● Tasks:
1) Summarize the excerpt on Somalia in three sentences.
2) Answer these questions from the excerpt on Somalia.
(a) Who sent Islamic "missionaries" to Somalia from Sudan in 1991-1992?
(b) Whose army invaded Somali towns to root out Al Itihad fighters?
(c) Of what firm is Herman J. Cohen currently president?

● Selected excerpt:
[Start of Attachment]

As a result of the October 3 disaster, President Bill Clinton decided to pull all forces out of Somalia and to close down the UN operation, thereby fulfilling Mohammed Aideed's objective. In addition, President Clinton cast public blame on the United Nations for the deaths of American troops, when the United Nations had nothing to do with the operation. This led to a steady decline in support for the UN within the American public and the United States Congress.
Over the years, it has become conventional wisdom in the press, and even in academic circles, to describe the U.S. operation in Somalia a failure because of the tragic events of October 3 1993. However, this is not the case. President Bush's objective of bringing a halt to the massive starvation caused by the warlords' interference in food distribution was fully successful. The operation was turned over to UN control as planned. It was only after the official U.S. handover of control that the tragedy with U.S. combat troops took place. It was a tragic occurrence, but the success of the U.S. operation to stop starvation cannot be disputed. President Bush senior deserves credit for this success.
In 1993, once again, the United States Government thought it was saying goodbye to Somalia, hoping never to have to deal with that troubled, failed state again. But, alas for Somalia, the events of September 11, 2001 led to a search for Al-Qaeda terrorists and their bases of operation throughout the world.
It was known to American intelligence agencies that Osama Bin Laden had sent Islamic "missionaries" to Somalia from Sudan in 1991-1992. These missionaries organized a Somali welfare organization called "Al Itihad". In addition to traditional work to establish clinics and schools, Al Itihad also organized armed militias designed to attack enemies of the Islamic revolution as defined by Bin Laden. These militias, based near the confluence of the Somali, Kenyan and Ethiopian borders, made guerrilla attacks inside Ethiopia. The Ethiopian army, under Prime Minister Meles Zenawi, reacted strongly to these attacks, invading Somali towns to find and root out the Al Itihad fighters and administrative structures. By the mid-1990s, the Ethiopians had succeeded in doing significant damage to the Al Itihad organization.
Because of the history of Al Itihad, and its ties to Osama Bin Laden, the American government naturally looked at Somalia in its worldwide survey of Al-Qaeda operations. The fact that Somalia remained an anarchic state raised suspicions that Al-Qaeda was actually operating or hiding in Somalia, or that Al-Qaeda fighters escaping from Afghanistan might be trying to go to Somalia in order to regroup and continue the war against the United States from there. Hence, there is currently a great deal of attention being paid to Somalia as the possible "next target" in America's response to the attacks of September 11, 2001.
While still a country without a government, Somalia continues to struggle to survive and restore central authority. It therefore remains vulnerable to external manipulation and penetration, as was Afghanistan during the period of Taliban rule. It is to be hoped that despite their suffering, the Somali people will reject any efforts by Al-Qaeda forces to exploit their weaknesses and use Somalia as a base of operations against the United States and the west. At the same time, the United States government should finally understand that failed states, such as Somalia, cannot be ignored in a globalized world, in which both productive and destructive forces cannot be contained within national boundaries.
Herman J. Cohen is a former American diplomat, who retired in 1993 with the rank of career ambassador after serving as Assistant Secretary of State for Africa in the first Bush administration and Senior Director for Africa on President Reagan's National Security Council staff. He is currently president of Cohen and Woods International, a Virginia-based consulting and lobbying firm.

[End of Attachment]

● Listed records:
[Start of Attachment]

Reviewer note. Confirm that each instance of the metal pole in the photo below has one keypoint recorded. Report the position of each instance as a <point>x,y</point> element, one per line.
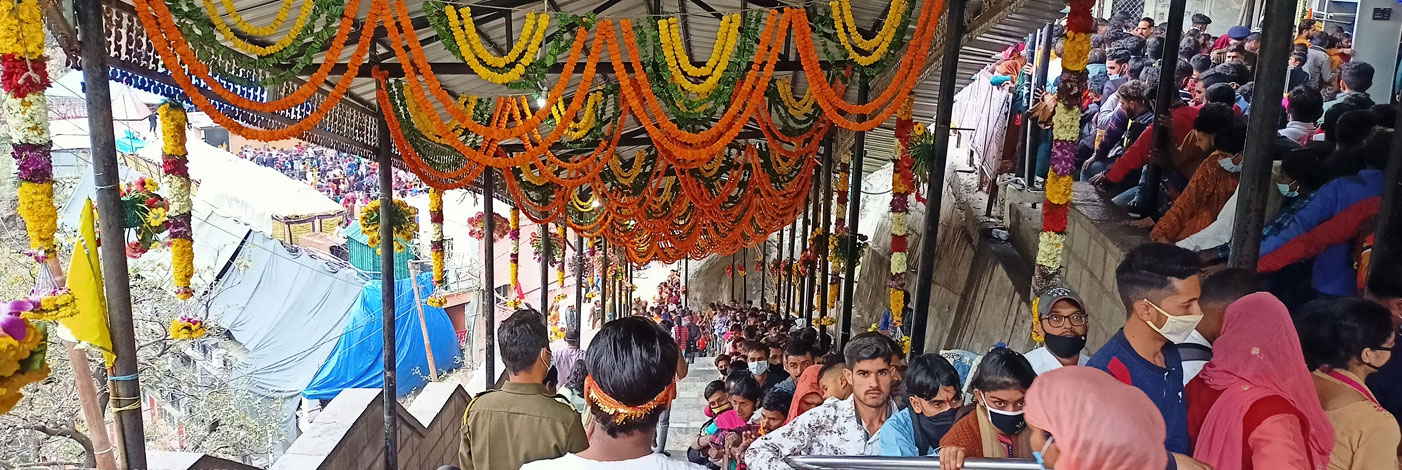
<point>1390,225</point>
<point>935,191</point>
<point>1025,132</point>
<point>827,232</point>
<point>603,279</point>
<point>1039,80</point>
<point>854,202</point>
<point>126,393</point>
<point>391,403</point>
<point>579,281</point>
<point>1165,97</point>
<point>904,463</point>
<point>489,275</point>
<point>424,327</point>
<point>1261,131</point>
<point>764,267</point>
<point>805,303</point>
<point>546,251</point>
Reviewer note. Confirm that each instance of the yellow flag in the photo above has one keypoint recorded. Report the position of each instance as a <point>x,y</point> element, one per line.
<point>89,326</point>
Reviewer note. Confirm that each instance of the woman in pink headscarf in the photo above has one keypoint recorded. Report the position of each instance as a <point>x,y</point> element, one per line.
<point>1085,420</point>
<point>1255,403</point>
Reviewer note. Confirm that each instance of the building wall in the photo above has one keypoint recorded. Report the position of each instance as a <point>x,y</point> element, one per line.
<point>349,432</point>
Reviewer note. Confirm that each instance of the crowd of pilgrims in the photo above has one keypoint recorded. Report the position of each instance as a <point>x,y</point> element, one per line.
<point>348,180</point>
<point>1209,371</point>
<point>1326,157</point>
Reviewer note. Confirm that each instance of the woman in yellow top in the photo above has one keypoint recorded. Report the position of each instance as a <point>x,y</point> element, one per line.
<point>1343,341</point>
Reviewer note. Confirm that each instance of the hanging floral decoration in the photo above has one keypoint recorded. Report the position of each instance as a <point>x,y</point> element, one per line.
<point>1052,242</point>
<point>477,226</point>
<point>558,254</point>
<point>187,327</point>
<point>175,164</point>
<point>436,249</point>
<point>403,223</point>
<point>515,235</point>
<point>837,250</point>
<point>691,112</point>
<point>24,76</point>
<point>902,181</point>
<point>23,348</point>
<point>145,215</point>
<point>557,247</point>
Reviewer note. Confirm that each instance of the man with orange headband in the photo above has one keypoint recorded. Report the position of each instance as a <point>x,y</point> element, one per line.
<point>633,368</point>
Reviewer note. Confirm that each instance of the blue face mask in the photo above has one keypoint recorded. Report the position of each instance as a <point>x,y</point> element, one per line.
<point>1040,455</point>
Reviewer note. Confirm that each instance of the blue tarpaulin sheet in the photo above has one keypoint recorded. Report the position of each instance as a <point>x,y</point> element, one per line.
<point>358,361</point>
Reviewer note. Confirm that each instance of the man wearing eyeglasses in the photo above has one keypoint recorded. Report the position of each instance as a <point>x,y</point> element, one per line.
<point>1062,320</point>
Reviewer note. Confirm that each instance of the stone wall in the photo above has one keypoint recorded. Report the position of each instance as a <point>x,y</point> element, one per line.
<point>349,432</point>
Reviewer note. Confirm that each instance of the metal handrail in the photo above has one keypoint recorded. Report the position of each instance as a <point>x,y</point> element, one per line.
<point>904,463</point>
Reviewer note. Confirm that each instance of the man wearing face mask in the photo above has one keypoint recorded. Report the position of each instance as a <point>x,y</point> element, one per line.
<point>837,427</point>
<point>757,359</point>
<point>1063,323</point>
<point>518,424</point>
<point>1207,191</point>
<point>934,401</point>
<point>1160,286</point>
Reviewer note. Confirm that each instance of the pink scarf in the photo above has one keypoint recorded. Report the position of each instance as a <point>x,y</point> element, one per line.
<point>1258,357</point>
<point>1113,428</point>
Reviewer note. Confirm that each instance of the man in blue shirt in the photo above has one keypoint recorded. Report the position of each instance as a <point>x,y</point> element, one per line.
<point>1160,286</point>
<point>1334,271</point>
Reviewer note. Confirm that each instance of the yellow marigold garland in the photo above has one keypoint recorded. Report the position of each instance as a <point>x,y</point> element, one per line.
<point>177,178</point>
<point>258,31</point>
<point>251,48</point>
<point>679,63</point>
<point>481,61</point>
<point>848,34</point>
<point>405,225</point>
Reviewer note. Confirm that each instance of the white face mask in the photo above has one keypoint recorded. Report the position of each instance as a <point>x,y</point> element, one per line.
<point>1176,329</point>
<point>759,368</point>
<point>1228,164</point>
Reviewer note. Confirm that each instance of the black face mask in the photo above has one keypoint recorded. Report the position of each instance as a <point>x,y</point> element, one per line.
<point>1064,347</point>
<point>1008,424</point>
<point>930,430</point>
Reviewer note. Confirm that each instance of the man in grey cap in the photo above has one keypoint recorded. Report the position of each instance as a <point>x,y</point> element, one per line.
<point>1235,35</point>
<point>1202,21</point>
<point>1063,323</point>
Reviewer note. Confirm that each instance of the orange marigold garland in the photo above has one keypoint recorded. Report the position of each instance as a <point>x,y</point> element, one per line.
<point>1052,242</point>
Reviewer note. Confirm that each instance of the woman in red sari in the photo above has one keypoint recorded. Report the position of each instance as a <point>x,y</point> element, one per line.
<point>1254,406</point>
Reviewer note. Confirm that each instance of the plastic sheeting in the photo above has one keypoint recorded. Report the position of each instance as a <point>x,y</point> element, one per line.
<point>358,361</point>
<point>286,307</point>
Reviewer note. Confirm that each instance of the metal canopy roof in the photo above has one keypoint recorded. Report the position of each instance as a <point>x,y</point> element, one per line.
<point>993,25</point>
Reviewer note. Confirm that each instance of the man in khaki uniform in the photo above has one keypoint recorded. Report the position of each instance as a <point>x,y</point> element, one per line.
<point>506,428</point>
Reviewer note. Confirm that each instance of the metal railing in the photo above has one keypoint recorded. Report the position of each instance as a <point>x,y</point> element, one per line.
<point>904,463</point>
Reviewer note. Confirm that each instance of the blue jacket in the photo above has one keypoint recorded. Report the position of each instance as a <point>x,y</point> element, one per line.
<point>1334,272</point>
<point>897,437</point>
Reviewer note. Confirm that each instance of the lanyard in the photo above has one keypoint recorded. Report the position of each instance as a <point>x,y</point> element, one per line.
<point>1348,380</point>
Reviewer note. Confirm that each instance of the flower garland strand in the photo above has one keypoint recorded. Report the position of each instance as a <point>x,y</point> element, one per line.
<point>902,181</point>
<point>23,347</point>
<point>436,247</point>
<point>25,76</point>
<point>1064,133</point>
<point>515,260</point>
<point>175,164</point>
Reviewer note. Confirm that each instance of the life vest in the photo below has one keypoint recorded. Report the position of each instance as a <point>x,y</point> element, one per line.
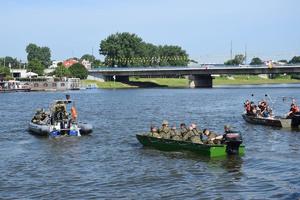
<point>295,109</point>
<point>73,113</point>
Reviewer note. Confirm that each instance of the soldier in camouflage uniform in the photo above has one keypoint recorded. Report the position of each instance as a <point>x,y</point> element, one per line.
<point>175,135</point>
<point>154,132</point>
<point>194,135</point>
<point>212,138</point>
<point>165,131</point>
<point>183,130</point>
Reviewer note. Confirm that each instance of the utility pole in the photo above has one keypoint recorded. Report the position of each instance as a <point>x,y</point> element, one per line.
<point>245,54</point>
<point>231,49</point>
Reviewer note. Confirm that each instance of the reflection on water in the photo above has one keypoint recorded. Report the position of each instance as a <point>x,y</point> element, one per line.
<point>111,163</point>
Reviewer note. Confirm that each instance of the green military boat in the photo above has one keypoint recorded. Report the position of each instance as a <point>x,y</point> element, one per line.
<point>231,146</point>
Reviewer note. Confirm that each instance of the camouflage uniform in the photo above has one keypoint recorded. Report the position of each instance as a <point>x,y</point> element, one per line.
<point>193,136</point>
<point>154,134</point>
<point>210,136</point>
<point>175,135</point>
<point>165,132</point>
<point>183,131</point>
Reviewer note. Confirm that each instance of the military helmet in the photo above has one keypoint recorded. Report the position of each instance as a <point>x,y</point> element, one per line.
<point>165,122</point>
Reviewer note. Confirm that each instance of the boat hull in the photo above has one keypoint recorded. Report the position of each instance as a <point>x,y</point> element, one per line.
<point>275,122</point>
<point>174,145</point>
<point>44,130</point>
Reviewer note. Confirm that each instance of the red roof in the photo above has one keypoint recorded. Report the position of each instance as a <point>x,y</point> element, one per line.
<point>68,63</point>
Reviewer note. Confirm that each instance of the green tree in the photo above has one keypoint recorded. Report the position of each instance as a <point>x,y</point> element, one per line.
<point>283,61</point>
<point>88,57</point>
<point>294,60</point>
<point>238,60</point>
<point>120,47</point>
<point>10,62</point>
<point>36,66</point>
<point>256,61</point>
<point>43,54</point>
<point>126,50</point>
<point>61,71</point>
<point>97,63</point>
<point>79,71</point>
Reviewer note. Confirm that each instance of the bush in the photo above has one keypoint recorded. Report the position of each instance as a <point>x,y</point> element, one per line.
<point>78,71</point>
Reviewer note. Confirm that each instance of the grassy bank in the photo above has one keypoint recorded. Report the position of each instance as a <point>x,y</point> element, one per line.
<point>248,80</point>
<point>183,83</point>
<point>106,85</point>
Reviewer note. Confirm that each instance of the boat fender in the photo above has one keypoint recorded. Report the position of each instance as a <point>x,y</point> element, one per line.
<point>74,113</point>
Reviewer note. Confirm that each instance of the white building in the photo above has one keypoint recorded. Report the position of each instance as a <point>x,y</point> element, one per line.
<point>87,64</point>
<point>18,73</point>
<point>55,64</point>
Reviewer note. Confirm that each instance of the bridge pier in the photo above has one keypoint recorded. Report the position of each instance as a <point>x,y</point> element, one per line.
<point>200,81</point>
<point>118,78</point>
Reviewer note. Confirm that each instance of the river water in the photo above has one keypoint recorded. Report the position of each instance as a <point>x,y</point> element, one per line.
<point>111,164</point>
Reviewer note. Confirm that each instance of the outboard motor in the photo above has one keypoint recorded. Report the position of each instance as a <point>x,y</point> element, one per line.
<point>233,140</point>
<point>54,133</point>
<point>295,120</point>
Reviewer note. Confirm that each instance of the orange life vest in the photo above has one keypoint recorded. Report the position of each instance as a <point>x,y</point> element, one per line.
<point>73,113</point>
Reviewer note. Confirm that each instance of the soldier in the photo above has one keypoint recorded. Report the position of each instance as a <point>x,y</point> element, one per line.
<point>165,131</point>
<point>154,132</point>
<point>183,130</point>
<point>194,135</point>
<point>212,138</point>
<point>175,135</point>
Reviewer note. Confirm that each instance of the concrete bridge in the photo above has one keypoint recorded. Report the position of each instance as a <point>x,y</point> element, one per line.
<point>198,76</point>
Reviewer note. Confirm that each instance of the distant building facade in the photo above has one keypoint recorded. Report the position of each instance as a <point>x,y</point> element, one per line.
<point>51,84</point>
<point>68,63</point>
<point>87,64</point>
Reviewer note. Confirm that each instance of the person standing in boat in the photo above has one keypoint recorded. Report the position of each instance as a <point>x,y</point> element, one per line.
<point>165,131</point>
<point>293,110</point>
<point>183,130</point>
<point>154,132</point>
<point>194,135</point>
<point>247,107</point>
<point>212,138</point>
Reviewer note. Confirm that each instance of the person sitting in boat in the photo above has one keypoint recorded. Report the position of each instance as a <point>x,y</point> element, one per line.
<point>165,131</point>
<point>247,107</point>
<point>175,135</point>
<point>254,110</point>
<point>293,110</point>
<point>154,132</point>
<point>37,116</point>
<point>183,130</point>
<point>212,138</point>
<point>194,135</point>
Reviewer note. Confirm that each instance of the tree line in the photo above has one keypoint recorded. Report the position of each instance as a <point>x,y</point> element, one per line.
<point>240,59</point>
<point>119,50</point>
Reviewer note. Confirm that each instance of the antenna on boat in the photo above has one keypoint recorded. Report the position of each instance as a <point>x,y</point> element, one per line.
<point>266,95</point>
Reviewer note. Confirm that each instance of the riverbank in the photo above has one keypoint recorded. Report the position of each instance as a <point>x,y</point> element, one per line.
<point>184,83</point>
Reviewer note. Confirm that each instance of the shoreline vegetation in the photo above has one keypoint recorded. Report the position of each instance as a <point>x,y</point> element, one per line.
<point>184,83</point>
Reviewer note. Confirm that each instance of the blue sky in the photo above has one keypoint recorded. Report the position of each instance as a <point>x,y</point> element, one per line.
<point>269,29</point>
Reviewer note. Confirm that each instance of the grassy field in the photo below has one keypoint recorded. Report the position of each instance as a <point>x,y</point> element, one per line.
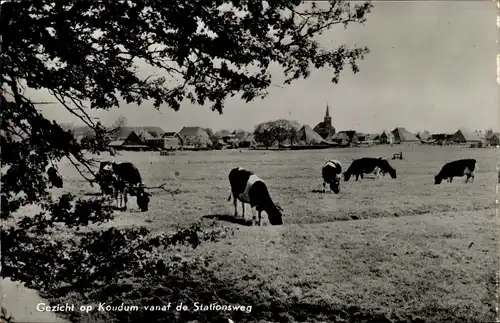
<point>416,252</point>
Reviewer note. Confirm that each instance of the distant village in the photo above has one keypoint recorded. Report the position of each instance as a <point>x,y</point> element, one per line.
<point>323,135</point>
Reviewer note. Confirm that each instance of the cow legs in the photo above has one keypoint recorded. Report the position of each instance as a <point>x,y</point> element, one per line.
<point>235,202</point>
<point>125,199</point>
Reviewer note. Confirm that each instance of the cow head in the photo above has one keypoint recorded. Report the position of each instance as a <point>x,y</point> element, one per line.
<point>275,215</point>
<point>335,184</point>
<point>387,168</point>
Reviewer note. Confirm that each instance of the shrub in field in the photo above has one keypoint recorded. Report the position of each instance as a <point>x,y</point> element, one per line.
<point>86,55</point>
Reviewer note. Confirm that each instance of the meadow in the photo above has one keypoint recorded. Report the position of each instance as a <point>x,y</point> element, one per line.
<point>386,250</point>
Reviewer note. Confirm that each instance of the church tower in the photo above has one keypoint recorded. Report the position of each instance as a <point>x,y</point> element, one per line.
<point>328,123</point>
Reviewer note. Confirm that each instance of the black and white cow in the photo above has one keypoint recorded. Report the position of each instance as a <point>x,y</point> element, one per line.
<point>367,165</point>
<point>457,168</point>
<point>330,172</point>
<point>248,188</point>
<point>123,179</point>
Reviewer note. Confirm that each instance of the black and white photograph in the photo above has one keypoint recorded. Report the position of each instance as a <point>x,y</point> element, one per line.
<point>253,161</point>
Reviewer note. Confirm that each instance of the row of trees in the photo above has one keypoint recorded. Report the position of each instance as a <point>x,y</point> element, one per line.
<point>279,131</point>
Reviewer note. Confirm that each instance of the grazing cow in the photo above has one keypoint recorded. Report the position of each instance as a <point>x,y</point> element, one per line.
<point>248,188</point>
<point>123,179</point>
<point>457,168</point>
<point>330,172</point>
<point>368,165</point>
<point>105,178</point>
<point>54,177</point>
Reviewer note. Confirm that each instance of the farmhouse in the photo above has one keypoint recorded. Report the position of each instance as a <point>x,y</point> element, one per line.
<point>401,135</point>
<point>246,141</point>
<point>345,137</point>
<point>325,128</point>
<point>195,138</point>
<point>123,132</point>
<point>307,136</point>
<point>493,139</point>
<point>132,142</point>
<point>366,139</point>
<point>465,136</point>
<point>424,135</point>
<point>169,141</point>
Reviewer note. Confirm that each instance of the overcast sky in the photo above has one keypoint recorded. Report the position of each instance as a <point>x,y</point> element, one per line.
<point>432,67</point>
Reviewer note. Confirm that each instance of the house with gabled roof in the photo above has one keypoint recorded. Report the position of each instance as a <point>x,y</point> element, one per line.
<point>195,137</point>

[End of Attachment]

● Exercise responses:
1) After the October 3 disaster in 1993, President Clinton decided to pull all forces out of Somalia and close down the UN operation, but the excerpt holds that President Bush's earlier operation fully succeeded in halting mass starvation. After September 11, 2001, the United States looked at Somalia because of Al Itihad's ties to Osama Bin Laden and suspicions that Al-Qaeda might be operating or hiding there. Still without a government, Somalia remains vulnerable to external manipulation, and the excerpt says the United States should understand that failed states cannot be ignored in a globalized world.

2)
(a) Osama Bin Laden.
(b) The Ethiopian army under Prime Minister Meles Zenawi.
(c) Cohen and Woods International, a Virginia-based consulting and lobbying firm.